### DATA LISTING

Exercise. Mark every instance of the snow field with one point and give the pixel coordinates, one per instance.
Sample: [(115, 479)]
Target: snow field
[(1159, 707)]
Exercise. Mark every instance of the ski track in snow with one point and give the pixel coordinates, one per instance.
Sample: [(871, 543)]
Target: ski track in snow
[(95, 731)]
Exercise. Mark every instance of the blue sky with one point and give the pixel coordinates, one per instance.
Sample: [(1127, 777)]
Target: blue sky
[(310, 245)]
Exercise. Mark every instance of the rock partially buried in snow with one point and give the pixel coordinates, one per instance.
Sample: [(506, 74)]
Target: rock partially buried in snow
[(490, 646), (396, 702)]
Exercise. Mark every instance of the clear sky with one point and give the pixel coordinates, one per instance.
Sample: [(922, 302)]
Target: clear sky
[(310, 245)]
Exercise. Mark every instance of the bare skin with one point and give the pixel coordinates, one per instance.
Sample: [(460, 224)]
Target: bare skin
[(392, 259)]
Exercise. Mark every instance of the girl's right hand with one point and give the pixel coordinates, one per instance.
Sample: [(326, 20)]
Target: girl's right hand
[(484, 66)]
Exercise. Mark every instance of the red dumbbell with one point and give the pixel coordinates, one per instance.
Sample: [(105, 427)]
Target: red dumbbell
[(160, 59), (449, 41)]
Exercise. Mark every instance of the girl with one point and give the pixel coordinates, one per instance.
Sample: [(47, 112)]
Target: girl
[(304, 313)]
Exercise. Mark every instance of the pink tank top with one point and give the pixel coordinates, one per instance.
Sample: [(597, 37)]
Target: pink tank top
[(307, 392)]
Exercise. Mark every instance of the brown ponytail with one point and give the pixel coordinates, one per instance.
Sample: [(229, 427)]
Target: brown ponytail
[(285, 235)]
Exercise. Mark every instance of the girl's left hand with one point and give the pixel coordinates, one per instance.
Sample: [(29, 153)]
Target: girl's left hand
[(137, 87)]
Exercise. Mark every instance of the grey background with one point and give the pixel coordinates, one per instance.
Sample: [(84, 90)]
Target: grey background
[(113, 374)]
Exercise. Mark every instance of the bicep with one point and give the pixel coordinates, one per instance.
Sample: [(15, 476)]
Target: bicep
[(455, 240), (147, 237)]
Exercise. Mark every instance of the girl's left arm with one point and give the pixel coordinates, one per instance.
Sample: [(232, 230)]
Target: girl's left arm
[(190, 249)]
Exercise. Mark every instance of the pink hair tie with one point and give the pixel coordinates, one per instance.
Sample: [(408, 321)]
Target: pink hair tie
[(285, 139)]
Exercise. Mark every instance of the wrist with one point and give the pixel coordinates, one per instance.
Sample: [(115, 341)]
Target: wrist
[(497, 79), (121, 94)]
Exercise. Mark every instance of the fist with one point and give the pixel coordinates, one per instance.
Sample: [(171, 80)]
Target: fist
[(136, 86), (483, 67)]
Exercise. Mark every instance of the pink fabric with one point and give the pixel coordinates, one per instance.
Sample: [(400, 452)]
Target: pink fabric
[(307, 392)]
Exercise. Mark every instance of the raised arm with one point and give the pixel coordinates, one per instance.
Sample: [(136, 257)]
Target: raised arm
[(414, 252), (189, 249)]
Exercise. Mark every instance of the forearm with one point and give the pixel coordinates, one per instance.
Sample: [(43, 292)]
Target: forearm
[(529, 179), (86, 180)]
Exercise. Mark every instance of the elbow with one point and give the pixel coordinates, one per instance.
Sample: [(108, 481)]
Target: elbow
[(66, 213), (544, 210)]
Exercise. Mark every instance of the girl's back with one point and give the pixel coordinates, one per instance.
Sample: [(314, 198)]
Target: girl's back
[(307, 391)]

### WORK ITEM
Return every line of the material above exactly.

### OUTPUT OF THE TASK
Exercise. Mark every instance of the snow field with one point and give the pixel coordinates, one per instance.
Sample: [(115, 479)]
Target: snow field
[(1159, 707)]
Exercise. Mark every instance of the ski track in snow with one point and give the pixel coordinates, one per instance.
Sample: [(871, 543)]
Target: ski track in snow
[(95, 731)]
Exercise. Mark every instance of the blue sky with one point and give the pixel coordinates, one per instance.
Sample: [(1127, 777)]
Target: blue sky
[(310, 245)]
Exercise. Mark every instance of the rock partially buried in snow with one point and give the pixel coordinates, one per instance.
Sample: [(506, 74)]
Target: rock partially buried in snow
[(490, 646), (396, 702)]
Exercise. Mark every instance of the clear sky with one point and give the pixel coordinates, one per instance.
Sample: [(922, 302)]
Target: clear sky
[(310, 245)]
Exercise. Mark every instance of the bare skin with one point and give the pixel coordinates, one per instance.
Sample: [(460, 224)]
Target: bare skin
[(392, 259)]
Exercise. Mark every instance of the girl's right hand with one point and give the pixel coordinates, one per instance.
Sample: [(326, 20)]
Target: girl's right hand
[(484, 66)]
Exercise. Mark every instance of the red dumbbell with one point and give the pixel coordinates, one per instance.
Sample: [(105, 427)]
Target: red dumbbell
[(160, 59), (449, 41)]
Exercise. Mark every instance of the girl with one point and give the pixel coordinates, one per instance.
Sample: [(47, 112)]
Target: girl
[(304, 313)]
Exercise. Mark every instance of the pink tank top with one point and give the pixel coordinates, one per instance.
Sample: [(597, 37)]
Target: pink tank top
[(307, 392)]
Exercise. Mark every instance of the brown ponytail with one point and give the pixel coordinates, one per instance.
Sample: [(229, 427)]
Target: brown ponytail
[(285, 235)]
Exercise. Mark every instance of the girl's left hand with one point and give the pixel coordinates, one per instance.
Sample: [(29, 153)]
Target: girl's left hand
[(137, 87)]
Exercise. Mark every instance of the grey background with one point and give the pixel coordinates, one per instance.
Sample: [(84, 90)]
Target: grey background
[(113, 374)]
Exercise. Mark every instance of the bicep with one point and give the pixel coordinates, one per instance.
Sample: [(15, 476)]
Target: bicep
[(455, 240), (147, 237)]
Exercise. Mark every instance of the girl's left arm with one point and give the pixel coordinates, one per instance.
Sample: [(232, 230)]
Target: girl's left arm
[(190, 249)]
Exercise. Mark every instance of the pink hair tie with one point and give the pixel coordinates, one per instance.
Sample: [(408, 321)]
Target: pink hair tie
[(285, 139)]
Exercise. Mark every instance of the wrist with one point and give the pixel coordinates, one per instance.
Sample: [(115, 341)]
Target: wrist
[(497, 79), (121, 94)]
Exercise. Mark every instance of the fist with one point and give the pixel coordinates, one per instance.
Sample: [(171, 80)]
Target: fist
[(136, 86), (483, 67)]
Exercise. Mark every instance of the pink fabric with one point and give the pixel coordinates, one per instance.
Sample: [(400, 452)]
Target: pink fabric
[(307, 392)]
Exercise. Mark every instance of the raised arm with one point and give the pixel coordinates, one per instance.
Sample: [(136, 257)]
Target: raised arm
[(414, 252), (189, 249)]
Exercise. Mark every instance of the forearm with one point and give the pixel coordinates, one per instance.
Sample: [(43, 292)]
Target: forearm
[(529, 179), (86, 180)]
Exercise. Mark every instance of the elbow with one point and give the pixel coordinates, one per instance.
Sample: [(108, 481)]
Target: elbow
[(66, 213), (544, 210)]
Exercise. Mark every instance of the girl's back with one point and give the pixel coordinates, one per instance.
Sample: [(314, 198)]
Target: girl's back
[(307, 391)]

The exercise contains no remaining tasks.